● Data for the task:
★ ★ ★

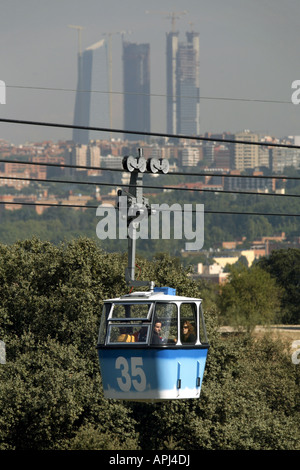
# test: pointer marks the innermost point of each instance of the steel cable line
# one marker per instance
(155, 95)
(175, 173)
(144, 133)
(173, 188)
(24, 203)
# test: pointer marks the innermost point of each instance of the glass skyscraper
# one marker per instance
(183, 84)
(136, 88)
(83, 97)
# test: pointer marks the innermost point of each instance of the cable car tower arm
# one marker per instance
(138, 206)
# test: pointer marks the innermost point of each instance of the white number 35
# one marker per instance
(131, 374)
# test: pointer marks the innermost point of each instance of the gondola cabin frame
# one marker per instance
(136, 363)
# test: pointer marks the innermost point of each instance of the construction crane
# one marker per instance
(170, 14)
(79, 29)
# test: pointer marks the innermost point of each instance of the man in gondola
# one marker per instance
(156, 338)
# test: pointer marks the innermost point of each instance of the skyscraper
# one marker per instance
(183, 84)
(83, 94)
(83, 97)
(136, 87)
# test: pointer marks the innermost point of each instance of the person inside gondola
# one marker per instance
(188, 333)
(126, 336)
(156, 338)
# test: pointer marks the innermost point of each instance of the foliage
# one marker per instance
(50, 388)
(250, 298)
(284, 267)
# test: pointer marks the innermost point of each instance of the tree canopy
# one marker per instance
(50, 387)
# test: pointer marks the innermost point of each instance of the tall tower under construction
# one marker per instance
(183, 84)
(136, 87)
(83, 93)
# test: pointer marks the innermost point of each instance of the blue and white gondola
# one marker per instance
(138, 365)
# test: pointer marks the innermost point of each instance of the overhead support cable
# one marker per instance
(175, 173)
(49, 204)
(144, 133)
(166, 188)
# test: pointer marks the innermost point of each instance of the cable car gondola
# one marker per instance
(143, 350)
(152, 345)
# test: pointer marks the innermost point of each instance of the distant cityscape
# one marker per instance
(209, 157)
(182, 87)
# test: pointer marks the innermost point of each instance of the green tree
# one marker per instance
(249, 298)
(284, 266)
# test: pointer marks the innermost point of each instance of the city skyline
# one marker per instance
(247, 62)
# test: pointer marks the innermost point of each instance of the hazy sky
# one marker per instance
(249, 51)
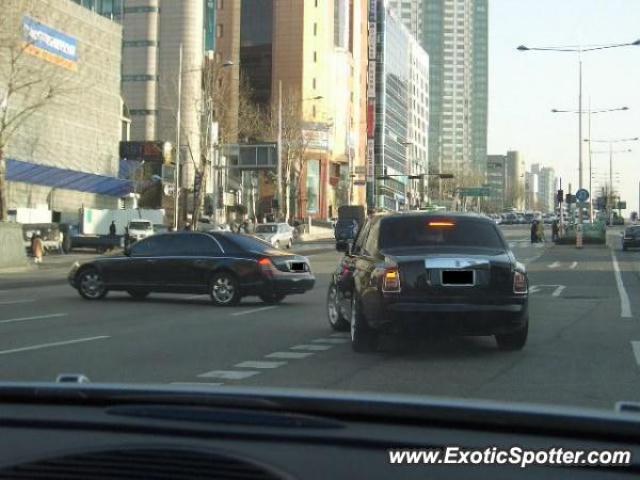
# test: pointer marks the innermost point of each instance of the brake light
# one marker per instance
(519, 283)
(266, 267)
(442, 224)
(391, 280)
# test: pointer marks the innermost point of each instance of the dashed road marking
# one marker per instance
(335, 341)
(14, 302)
(204, 384)
(52, 344)
(289, 355)
(254, 310)
(259, 364)
(229, 374)
(312, 348)
(635, 345)
(37, 317)
(625, 305)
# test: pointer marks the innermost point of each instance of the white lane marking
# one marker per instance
(228, 374)
(335, 341)
(208, 384)
(312, 348)
(625, 305)
(635, 345)
(13, 302)
(255, 310)
(259, 364)
(289, 355)
(37, 317)
(52, 344)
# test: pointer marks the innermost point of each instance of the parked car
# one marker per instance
(277, 234)
(452, 272)
(139, 229)
(227, 266)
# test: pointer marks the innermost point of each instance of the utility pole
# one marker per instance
(176, 213)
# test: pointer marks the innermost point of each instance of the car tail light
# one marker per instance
(519, 283)
(391, 280)
(266, 267)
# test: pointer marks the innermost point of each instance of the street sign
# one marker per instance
(582, 195)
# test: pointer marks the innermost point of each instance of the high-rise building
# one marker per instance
(316, 51)
(410, 14)
(455, 35)
(402, 92)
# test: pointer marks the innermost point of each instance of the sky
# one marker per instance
(525, 86)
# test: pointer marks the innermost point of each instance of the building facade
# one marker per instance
(315, 53)
(455, 34)
(65, 155)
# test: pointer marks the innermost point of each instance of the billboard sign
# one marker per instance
(49, 44)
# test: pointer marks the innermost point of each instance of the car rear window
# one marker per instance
(440, 231)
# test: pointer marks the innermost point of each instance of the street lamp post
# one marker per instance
(579, 50)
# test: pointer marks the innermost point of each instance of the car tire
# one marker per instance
(272, 298)
(138, 294)
(91, 285)
(515, 340)
(363, 338)
(337, 321)
(224, 289)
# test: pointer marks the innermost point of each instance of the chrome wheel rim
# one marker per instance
(332, 305)
(92, 285)
(223, 290)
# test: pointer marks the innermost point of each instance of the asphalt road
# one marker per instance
(583, 349)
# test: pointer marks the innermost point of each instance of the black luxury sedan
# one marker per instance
(226, 265)
(450, 273)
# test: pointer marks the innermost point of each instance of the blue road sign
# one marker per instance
(582, 195)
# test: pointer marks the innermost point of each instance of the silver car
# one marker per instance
(277, 234)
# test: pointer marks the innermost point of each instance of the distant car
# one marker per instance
(227, 266)
(139, 229)
(631, 237)
(440, 272)
(277, 234)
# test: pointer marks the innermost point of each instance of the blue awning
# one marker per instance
(19, 171)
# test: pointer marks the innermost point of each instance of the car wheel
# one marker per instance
(224, 289)
(336, 319)
(138, 294)
(363, 338)
(272, 298)
(91, 284)
(515, 340)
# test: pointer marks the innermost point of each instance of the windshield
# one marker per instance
(422, 197)
(140, 226)
(428, 232)
(266, 229)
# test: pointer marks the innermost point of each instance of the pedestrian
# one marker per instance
(554, 230)
(540, 231)
(37, 247)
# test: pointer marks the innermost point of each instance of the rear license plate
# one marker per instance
(458, 277)
(298, 267)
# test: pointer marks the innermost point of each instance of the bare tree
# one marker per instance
(28, 84)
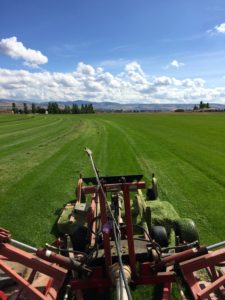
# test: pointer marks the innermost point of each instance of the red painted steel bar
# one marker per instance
(207, 261)
(104, 220)
(133, 186)
(32, 291)
(129, 229)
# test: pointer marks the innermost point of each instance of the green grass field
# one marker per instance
(41, 158)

★ ★ ★

● Task goal: Put every line of all the items above into a Markdown table with two columns, Row for the row number and Line for the line itself, skipping blank lines. Please leave the pictures out of the answer.

● Reply:
| Row | Line |
|---|---|
| 1 | # test: pointer marks the innermost point of each instance of the steel cable line |
| 2 | # one marker per instance |
| 3 | (155, 95) |
| 4 | (175, 173) |
| 5 | (144, 133) |
| 6 | (173, 188) |
| 7 | (24, 203) |
| 8 | # test: pointer marks the innermost point of each instance of the glass skyscraper |
| 9 | # one marker per instance |
| 10 | (183, 84) |
| 11 | (136, 88) |
| 12 | (83, 97) |
| 13 | # test: pointer marks the innermost point of each instance of the cable car tower arm |
| 14 | # one marker per instance |
| 15 | (138, 206) |
| 16 | # test: pointer marks the innermost point of each instance of the white number 35 |
| 17 | # one marker per instance |
| 18 | (131, 374) |
| 19 | # test: pointer marks the innermost point of each instance of the gondola cabin frame |
| 20 | # one marker per instance |
| 21 | (136, 363) |
| 22 | # test: pointer marks the innermost point of each instance of the construction crane |
| 23 | # one marker per instance |
| 24 | (170, 14) |
| 25 | (79, 29) |
| 26 | # test: pointer marks the innermost point of each instance of the man in gondola |
| 27 | # one marker per instance |
| 28 | (156, 338) |
| 29 | # test: pointer marks the innermost point of each instance of the skyscraper |
| 30 | # one marker per instance |
| 31 | (183, 84) |
| 32 | (83, 94) |
| 33 | (83, 97) |
| 34 | (136, 87) |
| 35 | # test: pointer marks the innermost point of each instance of the person inside gondola |
| 36 | # one marker per instance |
| 37 | (188, 333) |
| 38 | (126, 336) |
| 39 | (156, 338) |
| 40 | # test: pointer marks the innermost point of each instance of the foliage |
| 41 | # one marker per instance |
| 42 | (50, 388) |
| 43 | (250, 298) |
| 44 | (284, 267) |
| 45 | # test: pointer marks the innermost point of each instance of the tree canopy |
| 46 | # one marker per instance |
| 47 | (50, 387) |
| 48 | # test: pointer marks the innermost point of each instance of the tall tower under construction |
| 49 | # one marker per instance |
| 50 | (183, 84) |
| 51 | (136, 87) |
| 52 | (83, 93) |
| 53 | # test: pointer marks the innermost point of each instance of the blue and white gondola |
| 54 | # one marker per instance |
| 55 | (138, 365) |
| 56 | # test: pointer marks the innermost point of each instance of the overhead support cable |
| 57 | # one marker per instance |
| 58 | (175, 173) |
| 59 | (49, 204) |
| 60 | (144, 133) |
| 61 | (166, 188) |
| 62 | # test: pointer marks the innermost point of each instance of the cable car gondola |
| 63 | # one marker per instance |
| 64 | (143, 350) |
| 65 | (152, 345) |
| 66 | # test: pointer marks the innermost point of each instance of the distant cityscape |
| 67 | # one marker per instance |
| 68 | (209, 157) |
| 69 | (182, 87) |
| 70 | # test: pointer marks the innermost point of each instance of the green tree |
| 71 | # one marker per instance |
| 72 | (249, 298) |
| 73 | (284, 266) |
| 74 | # test: pointer marks the innermost point of each instance of the city skyline |
| 75 | # one marker per instance |
| 76 | (247, 62) |
| 77 | # test: pointer marks the innermost point of each instance of the hazy sky |
| 78 | # one marker per instance |
| 79 | (249, 51) |
| 80 | # test: pointer marks the innermost point of each instance of the brake light |
| 81 | # one marker per instance |
| 82 | (519, 283) |
| 83 | (266, 267) |
| 84 | (442, 224) |
| 85 | (391, 280) |
| 86 | # test: pointer marks the innermost point of each instance of the dashed road marking |
| 87 | # one marker per instance |
| 88 | (335, 341) |
| 89 | (14, 302) |
| 90 | (204, 384) |
| 91 | (52, 344) |
| 92 | (289, 355) |
| 93 | (254, 310) |
| 94 | (259, 364) |
| 95 | (229, 374) |
| 96 | (312, 348) |
| 97 | (635, 345) |
| 98 | (37, 317) |
| 99 | (625, 305) |
| 100 | # test: pointer marks the innermost point of each instance of the white lane marking |
| 101 | # one marker per instance |
| 102 | (228, 374) |
| 103 | (335, 341) |
| 104 | (208, 384) |
| 105 | (312, 348) |
| 106 | (625, 305) |
| 107 | (635, 345) |
| 108 | (13, 302) |
| 109 | (255, 310) |
| 110 | (259, 364) |
| 111 | (289, 355) |
| 112 | (37, 317) |
| 113 | (52, 344) |
| 114 | # test: pointer marks the innermost point of each instance of the parked car |
| 115 | # one marker per instance |
| 116 | (277, 234) |
| 117 | (452, 272) |
| 118 | (139, 229) |
| 119 | (227, 266) |
| 120 | # test: pointer marks the innermost point of each instance of the utility pole |
| 121 | # one marker per instance |
| 122 | (176, 213) |
| 123 | # test: pointer marks the innermost point of each instance of the car tail light |
| 124 | # one marker per instance |
| 125 | (519, 283) |
| 126 | (391, 280) |
| 127 | (266, 267) |
| 128 | # test: pointer marks the innermost point of each instance of the street sign |
| 129 | # one marker per instance |
| 130 | (582, 195) |
| 131 | # test: pointer marks the innermost point of each instance of the high-rise building |
| 132 | # one marker per instance |
| 133 | (316, 51) |
| 134 | (410, 14) |
| 135 | (455, 35) |
| 136 | (402, 92) |
| 137 | # test: pointer marks the innermost point of each instance of the sky |
| 138 | # one marker per instance |
| 139 | (525, 86) |
| 140 | # test: pointer marks the innermost point of each instance of the building facade |
| 141 | # one marker per instance |
| 142 | (315, 53) |
| 143 | (455, 34) |
| 144 | (65, 155) |
| 145 | # test: pointer marks the innermost point of each instance of the billboard sign |
| 146 | # one marker per instance |
| 147 | (49, 44) |
| 148 | # test: pointer marks the innermost point of each instance of the car rear window |
| 149 | # one marker per instance |
| 150 | (440, 231) |
| 151 | # test: pointer marks the innermost point of each instance of the street lamp post |
| 152 | # one marker per instance |
| 153 | (579, 50) |
| 154 | # test: pointer marks the innermost point of each instance of the car tire |
| 155 | # one marker per instance |
| 156 | (272, 298) |
| 157 | (138, 294) |
| 158 | (91, 285) |
| 159 | (515, 340) |
| 160 | (363, 338) |
| 161 | (337, 321) |
| 162 | (224, 289) |
| 163 | # test: pointer marks the innermost point of each instance of the chrome wheel rim |
| 164 | # one marker per instance |
| 165 | (332, 305) |
| 166 | (92, 285) |
| 167 | (223, 290) |
| 168 | # test: pointer marks the innermost point of each instance of the asphalt road |
| 169 | # one marker per instance |
| 170 | (583, 349) |
| 171 | # test: pointer marks the innermost point of each instance of the black luxury sedan |
| 172 | # one marker per instance |
| 173 | (226, 265) |
| 174 | (450, 273) |
| 175 | # test: pointer marks the innermost point of each instance of the blue road sign |
| 176 | # one marker per instance |
| 177 | (582, 195) |
| 178 | # test: pointer marks the innermost point of each instance of the silver car |
| 179 | # one marker per instance |
| 180 | (277, 234) |
| 181 | # test: pointer marks the innermost point of each instance of the distant car |
| 182 | # one marker per instance |
| 183 | (227, 266) |
| 184 | (139, 229) |
| 185 | (631, 237) |
| 186 | (440, 272) |
| 187 | (277, 234) |
| 188 | # test: pointer marks the innermost point of each instance of the blue awning |
| 189 | # one marker per instance |
| 190 | (19, 171) |
| 191 | # test: pointer marks the innermost point of each instance of the car wheel |
| 192 | # one marker per instance |
| 193 | (224, 289) |
| 194 | (336, 319) |
| 195 | (138, 294) |
| 196 | (363, 338) |
| 197 | (272, 298) |
| 198 | (91, 284) |
| 199 | (515, 340) |
| 200 | # test: pointer marks the innermost point of each instance of the windshield |
| 201 | # one marker per instance |
| 202 | (422, 197) |
| 203 | (140, 226) |
| 204 | (428, 232) |
| 205 | (266, 229) |
| 206 | # test: pointer marks the innermost point of each instance of the pedestrian |
| 207 | # one marker per instance |
| 208 | (554, 230) |
| 209 | (540, 231) |
| 210 | (37, 247) |
| 211 | # test: pointer marks the innermost point of each instance of the rear license plate |
| 212 | # one marker per instance |
| 213 | (458, 277) |
| 214 | (298, 267) |
| 215 | # test: pointer marks the innermost point of each instance of the bare tree |
| 216 | # one marker per instance |
| 217 | (28, 84) |
| 218 | # test: pointer marks the innermost point of each instance of the red painted steel bar |
| 219 | # one marker per instance |
| 220 | (207, 261) |
| 221 | (104, 220) |
| 222 | (133, 186) |
| 223 | (32, 291) |
| 224 | (129, 229) |
| 225 | # test: pointer marks the innermost point of each instance of the green grass field |
| 226 | # one marker per instance |
| 227 | (41, 158) |